Excerpts from a point labeling dataset

· · · ·

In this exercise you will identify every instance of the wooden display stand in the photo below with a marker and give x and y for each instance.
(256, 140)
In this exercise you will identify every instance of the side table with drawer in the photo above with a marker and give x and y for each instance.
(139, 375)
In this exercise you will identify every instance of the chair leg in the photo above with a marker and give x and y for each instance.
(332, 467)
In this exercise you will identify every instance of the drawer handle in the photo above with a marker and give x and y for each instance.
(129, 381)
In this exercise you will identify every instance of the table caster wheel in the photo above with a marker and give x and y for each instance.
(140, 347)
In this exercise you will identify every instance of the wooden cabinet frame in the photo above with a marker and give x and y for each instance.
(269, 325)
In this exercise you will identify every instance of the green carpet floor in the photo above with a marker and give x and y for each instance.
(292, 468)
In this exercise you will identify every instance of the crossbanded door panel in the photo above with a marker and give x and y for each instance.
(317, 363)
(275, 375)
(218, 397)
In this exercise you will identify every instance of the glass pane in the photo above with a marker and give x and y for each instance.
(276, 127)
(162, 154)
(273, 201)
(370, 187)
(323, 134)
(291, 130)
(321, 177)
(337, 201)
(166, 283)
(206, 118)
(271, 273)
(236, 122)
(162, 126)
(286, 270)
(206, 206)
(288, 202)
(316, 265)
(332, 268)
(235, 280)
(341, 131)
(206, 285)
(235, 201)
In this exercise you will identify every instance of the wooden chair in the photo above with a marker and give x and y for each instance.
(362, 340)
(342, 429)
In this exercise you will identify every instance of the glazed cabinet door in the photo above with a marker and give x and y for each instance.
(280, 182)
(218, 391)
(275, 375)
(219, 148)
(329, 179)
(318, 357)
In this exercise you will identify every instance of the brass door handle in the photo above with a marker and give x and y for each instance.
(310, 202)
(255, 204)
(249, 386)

· · · ·

-- DIRECTIONS --
Rewrite the lines above as a numbered list, omitting any blank lines.

-- WRITTEN SOLUTION --
1. In this exercise you will identify every instance of the wooden display stand in the photo below with a marker and give x and y for each instance.
2. (256, 140)
3. In this exercise you will identify every instance of the side table with drawer in the photo above with a marker and give x and y for each instance.
4. (139, 375)
5. In this exercise you will identify every instance of the chair leg in the photo above with a marker and give x and y for each instance.
6. (332, 467)
7. In this exercise you will identify every instance of the drawer handle in the photo above with a marker and give x and y for each instance.
8. (129, 381)
9. In this exercise you will identify every instance of the table caster wheel in the photo above with a marker and give x and y for each instance.
10. (140, 347)
11. In this exercise you will identify every instance of the wooden cabinet frame in the photo above with a marker and give x and y for each instance.
12. (269, 325)
13. In this exercise you will identify every instance of the green carpet floor in the photo above with a marker and give x and y for each instance.
14. (292, 468)
15. In this exercise you will identify every instance of the crossbanded door panel in the photo above with a marker and give x and y for each instance.
16. (317, 363)
17. (275, 375)
18. (218, 397)
19. In this exercise you will identify every instance of the glass pane in the photo above with a marker and give x and y for each instance.
20. (276, 127)
21. (162, 154)
22. (273, 201)
23. (370, 187)
24. (323, 134)
25. (291, 130)
26. (321, 177)
27. (337, 201)
28. (166, 283)
29. (206, 118)
30. (271, 273)
31. (236, 122)
32. (162, 126)
33. (286, 270)
34. (206, 206)
35. (288, 202)
36. (316, 265)
37. (332, 268)
38. (235, 280)
39. (341, 131)
40. (206, 285)
41. (235, 201)
42. In this exercise you will identify every instance of the wooden chair in the photo above with a marker and give x and y for each instance.
43. (362, 340)
44. (342, 429)
45. In this exercise you will identify every instance of the glazed cabinet door in the photo above with a marker and give x and y for each instance.
46. (280, 182)
47. (218, 391)
48. (275, 375)
49. (219, 148)
50. (329, 179)
51. (318, 357)
52. In this exercise you will identify every instance of the brass door handle in the photo above with a marker and give x and y for each instance.
53. (310, 202)
54. (255, 204)
55. (249, 386)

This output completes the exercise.